Epigenetics Mechanism — wikipedia.org

Although our genome does not change over the course of our lifetimes, our epigenome does. Environmental factors such as smoking, anxiety and eating habits can harbor consequences to our epigenome, possibly resulting in the development of disease and other cellular abnormalities. Epigenetics has been known by geneticists since the 1970s, but its heritability was not understood until recently. Initially, geneticists believed epigenetic information was stripped away from an embryo’s genome in its early formation, allowing for new information to be generated. Geneticists have now discovered that often the worst epigenetic tags do remain on an embryo’s genome and are passed on in all of their damaged glory to next of kin.

Now that epigenetics is better understood, it raises an array of questions concerning personal ethical responsibility due to its transgenerational nature. This precise aspect is researched by Marcus E Pembrey, a member of the Clinical and Molecular Genetics Unit at the Institute of Child Health at the University College of London. Pembrey himself began to question the rules of inheritance in the 1980s when, frequently meeting with families that had unusual genetic conditions, his interest was sparked by a syndrome called Angelman. Characterized by developmental disabilities, jerky movements, and a frequently happy demeanor, Angelman’s syndrome is caused by the deletion of a key sequence of DNA from Chromosome 15. Yet this same deletion also causes Prader-Willi syndrome, a medical condition characterized by floppy movements at birth and an insatiable appetite that often leads to obesity. Here laid a paradox: the same deletion could cause two, very different medical conditions, and convinced Pembrey that the traditional view of inheritance was flawed.

§ AIM OF THE EXERCISE: Continue the epigenetics passage from the end of its last paragraph.

§ INPUT DATA:
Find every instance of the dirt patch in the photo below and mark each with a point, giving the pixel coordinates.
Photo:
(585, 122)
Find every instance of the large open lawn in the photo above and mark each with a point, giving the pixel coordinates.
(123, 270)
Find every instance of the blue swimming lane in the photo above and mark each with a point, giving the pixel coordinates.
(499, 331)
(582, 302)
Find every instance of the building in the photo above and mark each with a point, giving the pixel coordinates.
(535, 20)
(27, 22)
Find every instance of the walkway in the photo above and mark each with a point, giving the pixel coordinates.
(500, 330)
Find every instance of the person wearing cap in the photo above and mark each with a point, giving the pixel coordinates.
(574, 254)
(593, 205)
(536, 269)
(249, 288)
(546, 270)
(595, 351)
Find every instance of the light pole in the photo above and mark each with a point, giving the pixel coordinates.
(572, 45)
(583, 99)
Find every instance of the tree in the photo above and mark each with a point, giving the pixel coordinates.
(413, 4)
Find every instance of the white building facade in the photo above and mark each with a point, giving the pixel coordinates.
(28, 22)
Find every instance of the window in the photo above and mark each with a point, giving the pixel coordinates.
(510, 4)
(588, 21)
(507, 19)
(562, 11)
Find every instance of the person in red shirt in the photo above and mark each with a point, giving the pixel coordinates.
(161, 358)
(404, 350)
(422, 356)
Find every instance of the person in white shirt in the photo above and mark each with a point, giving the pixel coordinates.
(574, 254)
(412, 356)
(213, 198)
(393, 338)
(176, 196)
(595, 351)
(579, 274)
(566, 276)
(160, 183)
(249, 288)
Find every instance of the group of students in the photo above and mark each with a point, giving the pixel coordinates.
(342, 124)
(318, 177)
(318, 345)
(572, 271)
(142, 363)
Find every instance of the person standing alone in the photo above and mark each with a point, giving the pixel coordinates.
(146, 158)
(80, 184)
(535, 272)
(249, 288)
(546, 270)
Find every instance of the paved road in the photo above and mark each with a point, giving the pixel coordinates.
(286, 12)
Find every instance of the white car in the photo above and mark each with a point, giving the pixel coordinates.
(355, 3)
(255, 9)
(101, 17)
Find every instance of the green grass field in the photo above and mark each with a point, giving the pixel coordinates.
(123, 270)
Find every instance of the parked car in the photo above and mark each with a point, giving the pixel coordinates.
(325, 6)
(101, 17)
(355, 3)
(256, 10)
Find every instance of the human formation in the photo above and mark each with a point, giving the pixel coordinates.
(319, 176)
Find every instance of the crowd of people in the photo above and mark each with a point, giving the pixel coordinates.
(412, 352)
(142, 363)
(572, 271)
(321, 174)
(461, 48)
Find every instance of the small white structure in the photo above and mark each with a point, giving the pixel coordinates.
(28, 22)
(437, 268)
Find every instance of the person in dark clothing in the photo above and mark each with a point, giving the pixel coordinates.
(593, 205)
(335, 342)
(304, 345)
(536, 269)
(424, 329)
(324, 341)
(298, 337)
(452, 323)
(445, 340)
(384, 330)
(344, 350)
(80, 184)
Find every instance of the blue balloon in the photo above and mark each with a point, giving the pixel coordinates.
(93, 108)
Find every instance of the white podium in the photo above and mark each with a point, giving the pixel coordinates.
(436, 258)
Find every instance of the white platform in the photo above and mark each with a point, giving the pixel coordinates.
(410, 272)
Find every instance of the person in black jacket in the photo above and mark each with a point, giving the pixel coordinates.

§ OUTPUT BELOW:
Source: progress.org.uk/orgfiles/
“Up till now inheritance is just the genes, the DNA sequence. I suspect that we are going to be able to demonstrate that inheritance is more than that.” — Marcus Pembrey

Continual research led to Pembrey’s discovery that the origin behind the chromosome 15 which contained a deletion mattered. If the chromosome containing the deletion was inherited from the mother, the child developed Angelman’s syndrome; if inherited from the father, the child developed Prader-Willer syndrome. For Pembrey, the significance lay in the fact that the gene somehow knew where it came from, and that there was more to inheritance than simply coded sequences of DNA. Epigenetics would prove to be the causality behind the correlation.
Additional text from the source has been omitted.